__Exercise aim__
According to the divorce settlement guide below, which grounds for divorce are the most common in both opposite-sex and same-sex marriages?

__Source passage__

* * *

A guide to divorce settlements
Fact checked by Aneeta Kaur Kant, Head of the Family & Matrimonial department.
If your marriage has broken down, it might be challenging to understand how your assets are going to be divided between you and your former partner. If you are confused about what the divorce settlement process looks like, or how it works, read our guide to see what you might be entitled to.
What is a divorce settlement?
A divorce settlement is classified as an arrangement or understanding between two adult parties who have agreed to legally separate. It is often required when the divorcees have a number of financial assets tied together, requiring them to come to a fair and equal agreement on how to split them.
It will also cover any responsibilities which need to be maintained as a result of the relationship – such as the welfare of a child or the repayment of debt. Other factors which are often taken into account include:
- Investments made together
- Joint retirement plans
- Tuition fees for any children
- Real estate owned
- Joint bank accounts
- Any clubs or memberships you’re both a part of
In essence, any financial or legal obligation which you’ve jointly entered into with your spouse needs to be assessed and resolved.
Leading causes of divorce
The causes of divorce that can be cited are unreasonable behaviour, two-year separation with consent, five-year separation without consent, adultery, and desertion.
The most recent government statistics show the most common grounds for divorce is unreasonable behaviour, in both opposite-sex and same-sex marriages.
- 49% of wives in opposite-sex marriages cited unreasonable behaviour
- 35% of husbands in opposite-sex marriage did the same
- 70% of male same-sex divorces cited unreasonable behaviour
- 63% of female same-sex divorces did the same
Overall, the most recent causes of divorce statistics in England and Wales are as follows.
|Cause||Percentage of divorces|
|Two-year separation with consent||26.7%|
|Five-year separation without consent||15.4%|
|Combination of adultery and unreasonable behaviour||0.5%|
Meanwhile, in a study on divorce prevention, respondents listed the following as a cause of their divorce:
|Lack of commitment||75%|
|Too much conflict||57.7%|
|Getting married too young||45.1%|
|Lack of support from family||17.3%|
|Little or no premarital education||13.3%|
Of the financial problems, examples include:
- Financial infidelity (such as secret bank accounts or purchases, undisclosed debt, or gambling addictions)
- Credit card debt
- Poor spending decisions (such as spending more than your combined income)

* * *

__Entries shown__
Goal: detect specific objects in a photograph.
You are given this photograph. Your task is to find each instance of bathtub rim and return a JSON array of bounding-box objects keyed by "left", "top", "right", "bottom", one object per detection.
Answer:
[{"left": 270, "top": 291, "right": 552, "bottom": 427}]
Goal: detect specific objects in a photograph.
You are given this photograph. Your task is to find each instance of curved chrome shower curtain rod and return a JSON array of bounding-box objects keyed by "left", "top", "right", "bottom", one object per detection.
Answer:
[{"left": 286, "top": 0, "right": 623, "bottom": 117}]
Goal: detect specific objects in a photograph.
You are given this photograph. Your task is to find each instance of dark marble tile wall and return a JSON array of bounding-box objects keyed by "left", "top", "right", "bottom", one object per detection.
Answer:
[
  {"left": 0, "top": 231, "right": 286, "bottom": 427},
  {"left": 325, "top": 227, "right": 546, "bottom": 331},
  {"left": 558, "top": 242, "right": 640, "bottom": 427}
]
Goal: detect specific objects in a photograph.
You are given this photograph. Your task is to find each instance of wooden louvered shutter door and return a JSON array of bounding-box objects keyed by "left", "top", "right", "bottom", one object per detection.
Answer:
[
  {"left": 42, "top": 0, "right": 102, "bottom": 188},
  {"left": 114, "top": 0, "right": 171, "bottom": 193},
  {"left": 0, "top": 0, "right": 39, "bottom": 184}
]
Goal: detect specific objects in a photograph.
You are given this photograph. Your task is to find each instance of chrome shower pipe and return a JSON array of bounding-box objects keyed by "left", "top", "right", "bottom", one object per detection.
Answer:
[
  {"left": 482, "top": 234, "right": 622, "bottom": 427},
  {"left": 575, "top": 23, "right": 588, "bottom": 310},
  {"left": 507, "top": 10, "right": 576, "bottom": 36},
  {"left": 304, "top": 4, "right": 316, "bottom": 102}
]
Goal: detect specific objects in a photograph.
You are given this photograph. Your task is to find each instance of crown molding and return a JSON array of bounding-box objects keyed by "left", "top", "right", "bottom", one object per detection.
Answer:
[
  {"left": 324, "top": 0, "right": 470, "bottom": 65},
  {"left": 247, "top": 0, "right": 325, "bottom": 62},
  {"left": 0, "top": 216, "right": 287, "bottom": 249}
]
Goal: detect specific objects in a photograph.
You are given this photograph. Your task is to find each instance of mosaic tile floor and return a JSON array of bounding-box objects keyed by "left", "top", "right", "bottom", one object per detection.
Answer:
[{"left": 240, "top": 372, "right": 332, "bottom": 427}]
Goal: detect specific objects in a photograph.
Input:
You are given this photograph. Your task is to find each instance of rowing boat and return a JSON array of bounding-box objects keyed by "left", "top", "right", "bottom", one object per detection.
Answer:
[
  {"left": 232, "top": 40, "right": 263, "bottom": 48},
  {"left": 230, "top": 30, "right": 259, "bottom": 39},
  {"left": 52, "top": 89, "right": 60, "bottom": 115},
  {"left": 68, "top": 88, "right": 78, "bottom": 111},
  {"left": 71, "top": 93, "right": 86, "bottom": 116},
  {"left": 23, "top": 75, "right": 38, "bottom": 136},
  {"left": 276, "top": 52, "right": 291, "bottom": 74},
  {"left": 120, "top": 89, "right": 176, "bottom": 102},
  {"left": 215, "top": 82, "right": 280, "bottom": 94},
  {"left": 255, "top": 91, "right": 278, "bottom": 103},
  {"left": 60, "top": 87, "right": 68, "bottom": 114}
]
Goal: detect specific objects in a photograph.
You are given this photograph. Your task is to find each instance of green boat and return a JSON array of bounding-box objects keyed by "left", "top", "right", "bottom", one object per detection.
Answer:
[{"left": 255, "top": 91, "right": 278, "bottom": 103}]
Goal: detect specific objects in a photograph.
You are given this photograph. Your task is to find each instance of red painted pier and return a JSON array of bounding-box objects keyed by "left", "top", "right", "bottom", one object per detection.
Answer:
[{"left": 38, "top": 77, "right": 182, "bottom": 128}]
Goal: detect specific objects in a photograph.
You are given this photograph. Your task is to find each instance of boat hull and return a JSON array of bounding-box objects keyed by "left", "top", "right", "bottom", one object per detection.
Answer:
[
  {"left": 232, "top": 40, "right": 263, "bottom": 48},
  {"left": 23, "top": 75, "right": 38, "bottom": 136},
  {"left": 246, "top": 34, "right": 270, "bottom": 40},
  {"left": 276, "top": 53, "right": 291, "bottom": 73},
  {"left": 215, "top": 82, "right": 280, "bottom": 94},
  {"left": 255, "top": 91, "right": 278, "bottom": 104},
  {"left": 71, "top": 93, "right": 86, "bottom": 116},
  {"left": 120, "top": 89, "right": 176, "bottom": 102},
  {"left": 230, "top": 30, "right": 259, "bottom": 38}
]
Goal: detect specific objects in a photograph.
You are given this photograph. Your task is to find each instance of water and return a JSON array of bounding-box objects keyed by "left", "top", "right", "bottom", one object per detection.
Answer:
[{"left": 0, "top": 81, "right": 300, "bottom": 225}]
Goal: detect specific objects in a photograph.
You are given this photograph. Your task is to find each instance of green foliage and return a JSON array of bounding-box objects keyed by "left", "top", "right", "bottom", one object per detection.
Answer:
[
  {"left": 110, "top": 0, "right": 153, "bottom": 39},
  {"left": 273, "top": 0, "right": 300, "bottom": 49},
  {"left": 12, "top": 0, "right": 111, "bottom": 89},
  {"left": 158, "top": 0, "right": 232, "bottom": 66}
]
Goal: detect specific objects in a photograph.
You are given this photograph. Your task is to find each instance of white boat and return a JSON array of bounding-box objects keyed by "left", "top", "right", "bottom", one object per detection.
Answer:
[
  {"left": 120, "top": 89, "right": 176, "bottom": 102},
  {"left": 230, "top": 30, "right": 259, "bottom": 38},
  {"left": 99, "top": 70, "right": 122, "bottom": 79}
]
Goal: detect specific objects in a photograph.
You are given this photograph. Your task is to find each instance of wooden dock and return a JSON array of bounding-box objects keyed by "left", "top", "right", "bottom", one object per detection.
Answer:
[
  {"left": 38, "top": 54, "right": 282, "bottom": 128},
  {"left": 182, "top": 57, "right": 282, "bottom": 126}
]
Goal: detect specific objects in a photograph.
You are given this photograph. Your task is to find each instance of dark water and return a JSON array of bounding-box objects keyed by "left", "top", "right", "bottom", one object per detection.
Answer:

* * *

__Task solution__
Unreasonable behavior